THE TASK: Display each line of the rows below that contains the string "lists". Letter case must match.

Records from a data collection
....................
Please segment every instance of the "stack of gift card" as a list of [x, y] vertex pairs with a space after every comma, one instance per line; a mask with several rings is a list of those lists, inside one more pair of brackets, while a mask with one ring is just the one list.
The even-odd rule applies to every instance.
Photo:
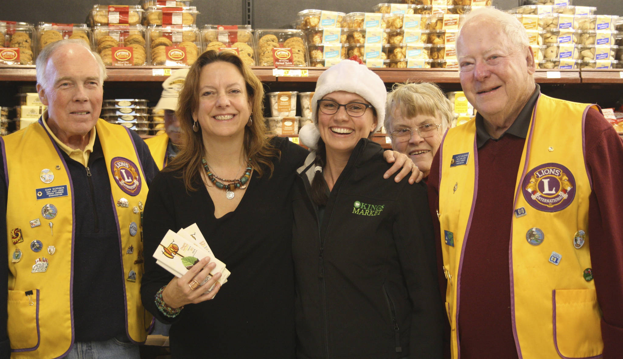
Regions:
[[[200, 284], [202, 285], [217, 273], [221, 274], [217, 282], [222, 285], [227, 283], [227, 277], [231, 274], [225, 267], [225, 264], [216, 259], [196, 223], [180, 229], [177, 233], [169, 230], [160, 241], [153, 256], [156, 263], [178, 278], [181, 277], [202, 258], [209, 257], [210, 262], [216, 263], [216, 266], [210, 271], [205, 280]], [[212, 288], [214, 285], [206, 292], [212, 290]]]

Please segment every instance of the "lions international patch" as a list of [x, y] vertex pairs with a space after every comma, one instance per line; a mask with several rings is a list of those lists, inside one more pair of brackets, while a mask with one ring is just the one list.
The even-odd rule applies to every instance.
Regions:
[[558, 163], [535, 167], [523, 180], [523, 198], [530, 206], [545, 212], [558, 212], [573, 201], [576, 180], [568, 168]]
[[136, 196], [141, 191], [141, 175], [133, 162], [123, 157], [115, 157], [110, 161], [110, 170], [122, 191], [130, 196]]

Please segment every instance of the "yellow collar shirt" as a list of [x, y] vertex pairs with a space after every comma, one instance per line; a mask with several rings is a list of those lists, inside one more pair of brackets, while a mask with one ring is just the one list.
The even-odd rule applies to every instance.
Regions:
[[84, 151], [81, 150], [80, 148], [74, 150], [71, 147], [67, 146], [65, 143], [60, 141], [60, 140], [54, 135], [54, 132], [50, 130], [50, 127], [47, 125], [47, 110], [44, 112], [43, 115], [41, 115], [42, 122], [43, 122], [43, 126], [47, 130], [47, 132], [52, 136], [52, 139], [54, 140], [54, 142], [59, 145], [65, 153], [69, 155], [69, 157], [74, 160], [74, 161], [77, 161], [78, 162], [82, 164], [85, 167], [87, 167], [88, 164], [88, 156], [93, 152], [93, 145], [95, 143], [95, 127], [93, 127], [91, 129], [90, 138], [88, 140], [88, 143], [87, 144], [87, 146], [84, 148]]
....................
TASK OUTPUT:
Please segment every instance of the "stack of gift card" as a list of [x, y] vertex pairs with a space after every comma, one instance per line; a mask with several rings is a list of those lists, inside one more pair of brackets, while a mask with one ring is just the one list.
Please segment every instance of the "lions international patch" as a list of [x, y] vertex pairs with a space after every comma, one instance per line; a mask with several rings is a list of those lists, inside one more pair of brackets, while a mask with one ring is just the one list.
Please segment every instance of the "yellow collar shirt" as a list of [x, y] vertex pairs with a space after every comma, one instance per line; a mask with several rings is a list of those lists, inside one more pair of brackets, while a mask with one ring is just the one list.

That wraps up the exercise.